■ Task to complete:
The data is to be set down once more, exactly as it reads.

Records excerpted from a collection
::::::::::

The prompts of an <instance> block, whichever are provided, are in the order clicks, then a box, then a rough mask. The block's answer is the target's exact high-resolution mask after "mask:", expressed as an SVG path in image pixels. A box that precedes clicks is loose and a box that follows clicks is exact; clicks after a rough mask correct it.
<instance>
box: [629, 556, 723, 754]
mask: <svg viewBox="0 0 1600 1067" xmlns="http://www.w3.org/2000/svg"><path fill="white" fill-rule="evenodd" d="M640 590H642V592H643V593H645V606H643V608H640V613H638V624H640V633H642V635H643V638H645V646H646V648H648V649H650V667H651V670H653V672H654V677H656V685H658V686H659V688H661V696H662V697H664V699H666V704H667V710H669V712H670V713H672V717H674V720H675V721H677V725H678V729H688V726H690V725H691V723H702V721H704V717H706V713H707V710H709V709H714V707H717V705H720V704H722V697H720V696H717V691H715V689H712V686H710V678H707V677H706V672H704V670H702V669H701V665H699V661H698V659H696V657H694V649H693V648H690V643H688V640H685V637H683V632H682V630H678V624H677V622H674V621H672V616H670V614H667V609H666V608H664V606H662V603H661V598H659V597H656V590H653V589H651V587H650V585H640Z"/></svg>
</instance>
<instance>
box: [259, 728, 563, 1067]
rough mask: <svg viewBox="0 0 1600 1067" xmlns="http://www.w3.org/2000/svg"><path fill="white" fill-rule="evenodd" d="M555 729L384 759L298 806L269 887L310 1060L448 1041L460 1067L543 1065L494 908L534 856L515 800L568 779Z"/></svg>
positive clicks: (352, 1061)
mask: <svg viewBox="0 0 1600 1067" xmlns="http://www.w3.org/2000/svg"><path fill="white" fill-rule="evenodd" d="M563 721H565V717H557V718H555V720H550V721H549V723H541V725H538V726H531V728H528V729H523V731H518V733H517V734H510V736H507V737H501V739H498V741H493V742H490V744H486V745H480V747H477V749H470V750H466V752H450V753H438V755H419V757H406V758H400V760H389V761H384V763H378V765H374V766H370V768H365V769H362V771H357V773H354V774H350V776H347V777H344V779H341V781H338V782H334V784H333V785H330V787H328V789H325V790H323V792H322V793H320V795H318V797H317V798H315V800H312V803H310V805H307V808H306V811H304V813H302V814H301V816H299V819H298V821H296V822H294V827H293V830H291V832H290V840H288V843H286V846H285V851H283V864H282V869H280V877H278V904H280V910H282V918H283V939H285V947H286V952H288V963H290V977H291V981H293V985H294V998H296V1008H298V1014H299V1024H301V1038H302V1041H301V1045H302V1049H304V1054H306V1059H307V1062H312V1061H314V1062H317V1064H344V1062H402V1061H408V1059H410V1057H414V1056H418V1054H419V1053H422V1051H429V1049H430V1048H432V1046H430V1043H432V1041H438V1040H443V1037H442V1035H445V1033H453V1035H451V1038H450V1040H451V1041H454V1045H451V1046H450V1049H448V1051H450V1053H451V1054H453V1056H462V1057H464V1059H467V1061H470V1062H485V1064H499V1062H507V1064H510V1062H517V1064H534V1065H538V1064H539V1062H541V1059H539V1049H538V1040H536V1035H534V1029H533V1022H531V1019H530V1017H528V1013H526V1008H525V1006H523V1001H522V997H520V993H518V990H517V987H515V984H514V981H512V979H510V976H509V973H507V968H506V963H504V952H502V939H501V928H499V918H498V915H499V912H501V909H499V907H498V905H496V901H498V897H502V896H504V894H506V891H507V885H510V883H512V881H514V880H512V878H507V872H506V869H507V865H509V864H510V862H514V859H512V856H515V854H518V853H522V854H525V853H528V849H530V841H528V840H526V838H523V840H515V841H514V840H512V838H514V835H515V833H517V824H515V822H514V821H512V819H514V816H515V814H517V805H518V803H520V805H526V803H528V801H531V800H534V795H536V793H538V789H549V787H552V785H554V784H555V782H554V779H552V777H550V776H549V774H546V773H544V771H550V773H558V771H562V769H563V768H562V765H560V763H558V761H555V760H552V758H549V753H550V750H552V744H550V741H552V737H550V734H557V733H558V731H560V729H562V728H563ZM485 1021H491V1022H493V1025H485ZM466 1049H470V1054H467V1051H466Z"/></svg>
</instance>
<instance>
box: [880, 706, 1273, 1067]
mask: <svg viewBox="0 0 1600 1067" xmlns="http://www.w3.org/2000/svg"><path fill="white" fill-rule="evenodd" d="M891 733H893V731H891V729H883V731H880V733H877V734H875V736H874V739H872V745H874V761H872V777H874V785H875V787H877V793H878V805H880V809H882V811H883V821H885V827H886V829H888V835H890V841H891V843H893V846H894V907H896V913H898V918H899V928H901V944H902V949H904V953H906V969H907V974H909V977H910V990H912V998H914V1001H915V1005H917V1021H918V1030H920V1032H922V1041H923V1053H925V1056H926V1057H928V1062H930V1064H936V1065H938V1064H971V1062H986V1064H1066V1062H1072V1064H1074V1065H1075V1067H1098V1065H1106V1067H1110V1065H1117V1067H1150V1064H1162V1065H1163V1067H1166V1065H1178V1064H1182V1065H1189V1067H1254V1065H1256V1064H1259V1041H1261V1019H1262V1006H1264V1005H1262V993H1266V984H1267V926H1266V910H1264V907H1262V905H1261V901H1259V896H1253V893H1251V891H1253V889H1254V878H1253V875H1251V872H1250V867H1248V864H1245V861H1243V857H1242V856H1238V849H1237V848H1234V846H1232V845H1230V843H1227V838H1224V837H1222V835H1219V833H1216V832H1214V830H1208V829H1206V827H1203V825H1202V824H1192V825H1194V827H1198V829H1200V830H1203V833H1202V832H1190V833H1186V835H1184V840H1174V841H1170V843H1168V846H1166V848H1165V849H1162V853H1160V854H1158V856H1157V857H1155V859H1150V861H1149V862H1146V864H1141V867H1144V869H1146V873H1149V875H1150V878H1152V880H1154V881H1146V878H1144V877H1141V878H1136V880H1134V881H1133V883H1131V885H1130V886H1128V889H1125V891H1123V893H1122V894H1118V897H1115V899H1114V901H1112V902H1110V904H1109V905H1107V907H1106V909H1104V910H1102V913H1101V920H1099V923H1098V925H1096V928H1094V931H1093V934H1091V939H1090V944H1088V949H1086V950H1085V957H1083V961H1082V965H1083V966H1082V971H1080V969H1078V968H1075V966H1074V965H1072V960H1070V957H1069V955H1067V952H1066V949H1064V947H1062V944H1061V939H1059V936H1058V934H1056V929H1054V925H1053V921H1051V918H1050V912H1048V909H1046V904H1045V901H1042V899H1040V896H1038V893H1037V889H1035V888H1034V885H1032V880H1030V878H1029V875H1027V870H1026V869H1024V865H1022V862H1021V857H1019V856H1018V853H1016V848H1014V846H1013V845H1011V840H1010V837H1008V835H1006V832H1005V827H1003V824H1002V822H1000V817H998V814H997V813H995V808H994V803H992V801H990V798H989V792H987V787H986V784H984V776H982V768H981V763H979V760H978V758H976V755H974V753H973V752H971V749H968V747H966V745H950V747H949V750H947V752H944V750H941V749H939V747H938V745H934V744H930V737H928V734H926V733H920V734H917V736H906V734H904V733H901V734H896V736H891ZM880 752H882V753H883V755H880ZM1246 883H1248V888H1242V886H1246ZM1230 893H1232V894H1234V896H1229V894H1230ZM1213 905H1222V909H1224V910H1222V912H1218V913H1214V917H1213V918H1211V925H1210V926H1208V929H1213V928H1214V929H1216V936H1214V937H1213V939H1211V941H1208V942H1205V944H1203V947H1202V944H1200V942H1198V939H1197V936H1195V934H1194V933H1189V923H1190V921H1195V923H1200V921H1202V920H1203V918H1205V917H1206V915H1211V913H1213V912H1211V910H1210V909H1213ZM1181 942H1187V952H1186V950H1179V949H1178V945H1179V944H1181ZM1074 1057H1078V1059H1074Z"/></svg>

::::::::::

■ Answer to this task:
The prompts of an <instance> block, whichever are provided, are in the order clicks, then a box, then a rough mask. The block's answer is the target's exact high-resolution mask after "mask:", expressed as an SVG path in image pixels. A box that precedes clicks is loose and a box that follows clicks is exact; clicks after a rough mask correct it.
<instance>
box: [629, 556, 723, 754]
mask: <svg viewBox="0 0 1600 1067" xmlns="http://www.w3.org/2000/svg"><path fill="white" fill-rule="evenodd" d="M640 590H642V592H643V593H645V606H643V608H640V613H638V624H640V633H642V635H643V638H645V646H646V648H648V649H650V667H651V670H653V672H654V677H656V685H658V686H659V688H661V696H662V697H664V699H666V704H667V710H669V712H670V713H672V717H674V720H675V721H677V725H678V729H688V726H690V725H691V723H702V721H704V717H706V713H707V710H709V709H714V707H717V705H720V704H722V697H720V696H717V691H715V689H712V686H710V678H707V677H706V672H704V670H702V669H701V665H699V661H698V659H696V657H694V649H693V648H690V643H688V640H685V637H683V632H682V630H678V624H677V622H674V621H672V616H670V614H667V609H666V608H664V606H662V603H661V598H659V597H656V590H653V589H651V587H650V585H640Z"/></svg>
</instance>
<instance>
box: [259, 728, 563, 1067]
rough mask: <svg viewBox="0 0 1600 1067" xmlns="http://www.w3.org/2000/svg"><path fill="white" fill-rule="evenodd" d="M555 729L384 759L298 806L269 887L310 1060L448 1041L460 1067L543 1065L494 908L534 856L515 800L568 779Z"/></svg>
positive clicks: (352, 1061)
mask: <svg viewBox="0 0 1600 1067" xmlns="http://www.w3.org/2000/svg"><path fill="white" fill-rule="evenodd" d="M563 721H565V717H557V718H555V720H550V721H549V723H541V725H538V726H531V728H528V729H523V731H518V733H517V734H510V736H507V737H501V739H498V741H493V742H490V744H486V745H480V747H477V749H470V750H466V752H450V753H438V755H419V757H406V758H400V760H389V761H384V763H378V765H374V766H370V768H365V769H362V771H357V773H354V774H350V776H347V777H344V779H341V781H338V782H334V784H333V785H330V787H328V789H325V790H323V792H322V793H320V795H318V797H317V798H315V800H312V803H310V805H307V808H306V811H304V813H302V814H301V816H299V819H298V821H296V822H294V827H293V830H291V832H290V840H288V843H286V846H285V851H283V864H282V869H280V877H278V904H280V910H282V918H283V939H285V947H286V952H288V963H290V977H291V981H293V985H294V998H296V1008H298V1014H299V1024H301V1038H302V1041H301V1045H302V1049H304V1054H306V1059H307V1062H312V1061H314V1062H317V1064H344V1062H402V1061H408V1059H410V1057H414V1056H418V1054H419V1053H422V1051H429V1049H430V1048H432V1046H430V1043H432V1041H438V1040H443V1037H442V1035H445V1033H453V1035H451V1038H450V1040H451V1041H454V1045H451V1046H450V1049H448V1051H450V1053H451V1054H453V1056H462V1057H464V1059H467V1061H470V1062H485V1064H499V1062H507V1064H510V1062H517V1064H534V1065H538V1064H539V1062H541V1059H539V1049H538V1040H536V1035H534V1029H533V1022H531V1019H530V1017H528V1013H526V1008H525V1006H523V1001H522V997H520V993H518V990H517V987H515V984H514V981H512V979H510V976H509V973H507V968H506V963H504V952H502V939H501V928H499V918H498V915H499V912H501V909H499V907H498V905H496V901H498V897H502V896H504V894H506V891H507V885H510V883H512V881H514V880H512V878H507V872H506V869H507V865H509V864H510V862H514V859H512V856H515V854H518V853H522V854H525V853H528V849H530V841H528V840H526V838H523V840H515V841H514V840H512V838H514V835H515V833H517V824H515V822H514V821H512V819H514V816H515V814H517V805H518V803H520V805H526V803H528V801H531V800H534V795H536V793H538V789H549V787H552V785H554V784H555V782H554V779H552V777H550V776H549V774H546V773H544V771H550V773H558V771H562V769H563V768H562V765H560V763H558V761H555V760H552V758H549V753H550V750H552V744H550V741H552V737H550V734H557V733H558V731H560V729H562V728H563ZM485 1021H491V1022H493V1025H485ZM466 1049H470V1054H467V1051H466Z"/></svg>
</instance>
<instance>
box: [880, 706, 1273, 1067]
mask: <svg viewBox="0 0 1600 1067" xmlns="http://www.w3.org/2000/svg"><path fill="white" fill-rule="evenodd" d="M891 733H893V731H891V729H883V731H880V733H877V734H875V736H874V739H872V745H874V761H872V777H874V785H875V787H877V793H878V805H880V809H882V811H883V821H885V827H886V829H888V835H890V841H891V843H893V846H894V907H896V913H898V918H899V928H901V944H902V949H904V953H906V969H907V974H909V977H910V990H912V998H914V1001H915V1005H917V1021H918V1030H920V1032H922V1041H923V1053H925V1056H926V1057H928V1062H930V1064H936V1065H938V1064H971V1062H986V1064H1066V1062H1072V1064H1074V1065H1075V1067H1098V1065H1106V1067H1110V1065H1117V1067H1150V1064H1162V1065H1163V1067H1166V1065H1178V1064H1182V1065H1189V1067H1254V1065H1256V1064H1259V1041H1261V1019H1262V1006H1264V1005H1262V993H1266V984H1267V926H1266V910H1264V907H1262V905H1261V901H1259V896H1253V893H1251V891H1253V889H1254V878H1253V875H1251V872H1250V867H1248V864H1245V861H1243V857H1242V856H1238V849H1237V848H1234V846H1232V845H1230V843H1227V838H1224V837H1222V835H1219V833H1216V832H1214V830H1208V829H1206V827H1203V825H1202V824H1192V825H1194V827H1198V829H1200V830H1203V833H1202V832H1190V833H1186V835H1184V840H1174V841H1170V843H1168V846H1166V848H1165V849H1162V853H1160V854H1158V856H1157V857H1155V859H1150V861H1149V862H1146V864H1141V867H1144V869H1146V873H1149V875H1150V878H1152V880H1154V881H1146V878H1144V877H1141V878H1136V880H1134V881H1133V883H1131V885H1130V886H1128V889H1125V891H1123V893H1122V894H1118V897H1115V899H1114V901H1112V902H1110V904H1109V905H1107V907H1106V909H1104V910H1102V913H1101V920H1099V923H1098V925H1096V928H1094V931H1093V934H1091V939H1090V944H1088V949H1086V950H1085V957H1083V961H1082V965H1083V966H1082V971H1080V969H1078V968H1075V966H1074V965H1072V960H1070V957H1069V955H1067V952H1066V949H1064V947H1062V944H1061V939H1059V936H1058V934H1056V929H1054V925H1053V921H1051V918H1050V912H1048V909H1046V904H1045V901H1042V899H1040V896H1038V893H1037V889H1035V888H1034V885H1032V880H1030V878H1029V875H1027V870H1026V869H1024V865H1022V862H1021V857H1019V856H1018V853H1016V848H1014V846H1013V845H1011V840H1010V837H1008V835H1006V832H1005V827H1003V824H1002V822H1000V817H998V814H997V813H995V808H994V803H992V801H990V798H989V792H987V787H986V784H984V776H982V768H981V763H979V760H978V758H976V755H974V753H973V752H971V749H968V747H966V745H950V747H949V750H947V752H944V750H941V749H939V747H938V745H934V744H930V737H928V734H926V733H920V734H917V736H906V734H904V733H901V734H896V736H891ZM880 752H882V753H883V755H880ZM1246 883H1248V888H1242V886H1246ZM1230 893H1232V894H1234V896H1229V894H1230ZM1213 905H1222V909H1224V910H1222V912H1218V913H1214V917H1213V918H1211V925H1210V926H1208V929H1213V928H1214V929H1216V936H1214V937H1213V939H1211V941H1208V942H1205V944H1203V947H1202V944H1200V942H1198V939H1197V936H1195V934H1194V933H1189V923H1190V921H1195V923H1200V921H1202V920H1203V918H1205V917H1206V915H1211V913H1213V912H1211V910H1210V909H1213ZM1181 942H1187V952H1186V950H1179V949H1178V945H1179V944H1181ZM1074 1057H1078V1059H1074Z"/></svg>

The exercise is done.